━━━━━ DATA EXCERPTS ━━━━━
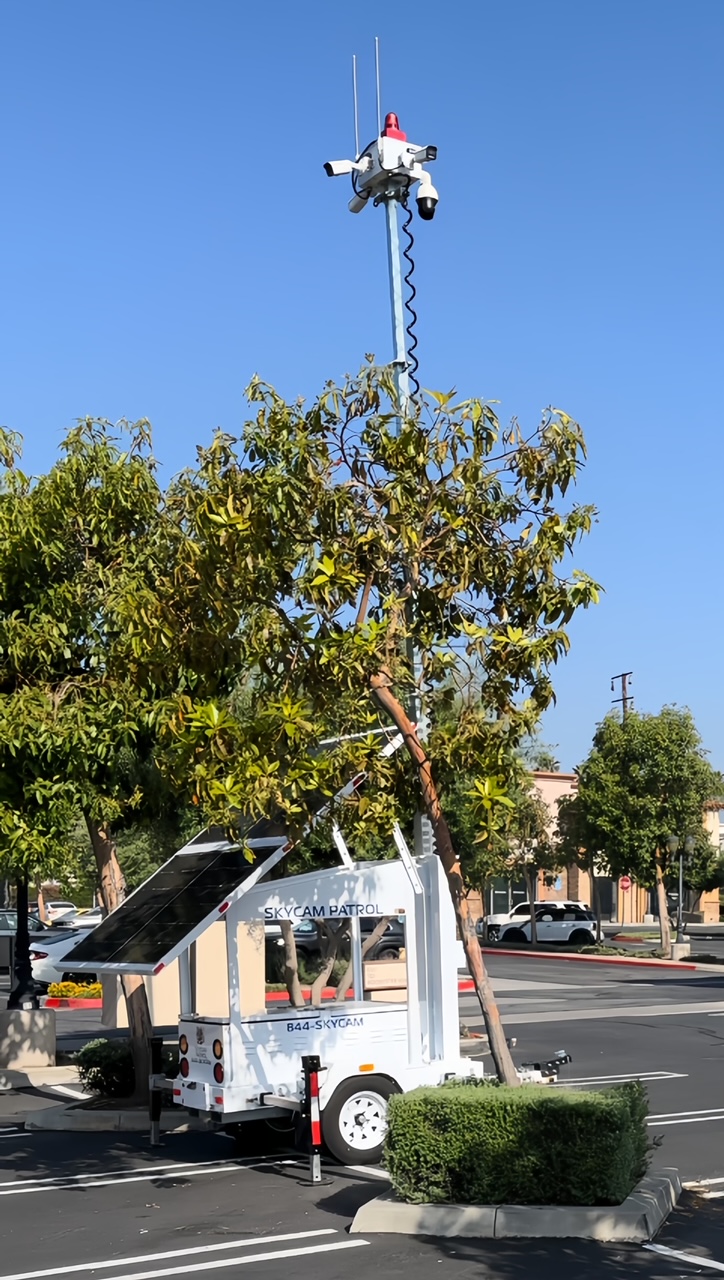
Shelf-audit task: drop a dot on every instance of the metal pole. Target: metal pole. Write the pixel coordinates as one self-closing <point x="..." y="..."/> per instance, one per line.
<point x="679" y="912"/>
<point x="422" y="828"/>
<point x="397" y="302"/>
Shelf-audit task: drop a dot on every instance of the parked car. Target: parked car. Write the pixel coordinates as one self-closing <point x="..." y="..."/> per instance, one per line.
<point x="9" y="923"/>
<point x="555" y="922"/>
<point x="491" y="926"/>
<point x="58" y="909"/>
<point x="47" y="958"/>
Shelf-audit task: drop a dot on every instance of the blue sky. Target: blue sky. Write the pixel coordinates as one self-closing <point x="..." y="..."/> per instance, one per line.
<point x="168" y="231"/>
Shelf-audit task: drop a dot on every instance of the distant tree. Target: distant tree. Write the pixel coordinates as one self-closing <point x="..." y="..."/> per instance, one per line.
<point x="645" y="778"/>
<point x="333" y="543"/>
<point x="70" y="718"/>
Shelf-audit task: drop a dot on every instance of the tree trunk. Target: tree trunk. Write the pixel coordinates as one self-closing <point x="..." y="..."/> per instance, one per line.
<point x="596" y="897"/>
<point x="292" y="965"/>
<point x="41" y="906"/>
<point x="113" y="891"/>
<point x="348" y="976"/>
<point x="383" y="694"/>
<point x="331" y="938"/>
<point x="664" y="924"/>
<point x="23" y="993"/>
<point x="531" y="883"/>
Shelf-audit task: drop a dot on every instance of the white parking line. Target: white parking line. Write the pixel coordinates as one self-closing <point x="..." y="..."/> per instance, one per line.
<point x="700" y="1119"/>
<point x="670" y="1115"/>
<point x="195" y="1267"/>
<point x="622" y="1079"/>
<point x="170" y="1253"/>
<point x="684" y="1257"/>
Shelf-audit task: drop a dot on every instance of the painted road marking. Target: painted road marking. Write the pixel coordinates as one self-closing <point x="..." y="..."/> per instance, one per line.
<point x="669" y="1115"/>
<point x="72" y="1182"/>
<point x="195" y="1267"/>
<point x="170" y="1253"/>
<point x="622" y="1079"/>
<point x="684" y="1257"/>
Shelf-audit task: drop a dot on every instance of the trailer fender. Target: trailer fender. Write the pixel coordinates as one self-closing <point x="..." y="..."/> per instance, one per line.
<point x="354" y="1119"/>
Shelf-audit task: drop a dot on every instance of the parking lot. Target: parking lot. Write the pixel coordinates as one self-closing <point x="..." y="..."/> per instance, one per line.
<point x="73" y="1203"/>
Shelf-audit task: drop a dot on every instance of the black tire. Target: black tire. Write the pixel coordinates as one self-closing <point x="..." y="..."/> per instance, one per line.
<point x="338" y="1123"/>
<point x="513" y="936"/>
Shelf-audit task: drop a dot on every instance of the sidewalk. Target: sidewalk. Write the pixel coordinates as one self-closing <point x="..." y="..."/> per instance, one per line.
<point x="33" y="1091"/>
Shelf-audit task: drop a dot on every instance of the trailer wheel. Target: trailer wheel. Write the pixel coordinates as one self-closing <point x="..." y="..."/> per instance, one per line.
<point x="354" y="1120"/>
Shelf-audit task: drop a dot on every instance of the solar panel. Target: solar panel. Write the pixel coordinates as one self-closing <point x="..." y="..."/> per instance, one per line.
<point x="172" y="903"/>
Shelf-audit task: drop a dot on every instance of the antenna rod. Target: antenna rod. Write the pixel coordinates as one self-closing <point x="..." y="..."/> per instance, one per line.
<point x="354" y="105"/>
<point x="377" y="77"/>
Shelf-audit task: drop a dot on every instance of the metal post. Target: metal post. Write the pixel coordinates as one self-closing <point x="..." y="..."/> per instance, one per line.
<point x="155" y="1093"/>
<point x="311" y="1066"/>
<point x="397" y="302"/>
<point x="679" y="912"/>
<point x="424" y="841"/>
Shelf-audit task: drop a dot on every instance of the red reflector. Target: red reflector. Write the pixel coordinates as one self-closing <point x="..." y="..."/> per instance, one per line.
<point x="392" y="128"/>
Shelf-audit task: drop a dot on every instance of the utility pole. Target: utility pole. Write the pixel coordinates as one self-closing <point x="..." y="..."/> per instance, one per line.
━━━━━
▸ **EXERCISE DESCRIPTION**:
Copy the material again from the line containing "the metal post." through its end, swapping "red reflector" for "orange reflector" and keeping everything else unchanged.

▸ **SOLUTION BELOW**:
Shelf-audit task: drop a dot on every instance of the metal post. Target: metal post. Write the pixel coordinates as one self-closing <point x="..." y="..."/> per instance, one per line.
<point x="155" y="1093"/>
<point x="311" y="1066"/>
<point x="397" y="302"/>
<point x="679" y="912"/>
<point x="424" y="841"/>
Shelf-audit task: drop a dot on every instance of the orange reflector. Target: orange reflector. Write the pixel coordinates as one self-closing <point x="..." y="..."/> per instance, one per line.
<point x="392" y="128"/>
Shelf-audit task: drop a dot on every instance of the utility pole. Target: utility pole. Write the pixel coordinates as one self-closing <point x="..." y="..."/> per instance, one per line.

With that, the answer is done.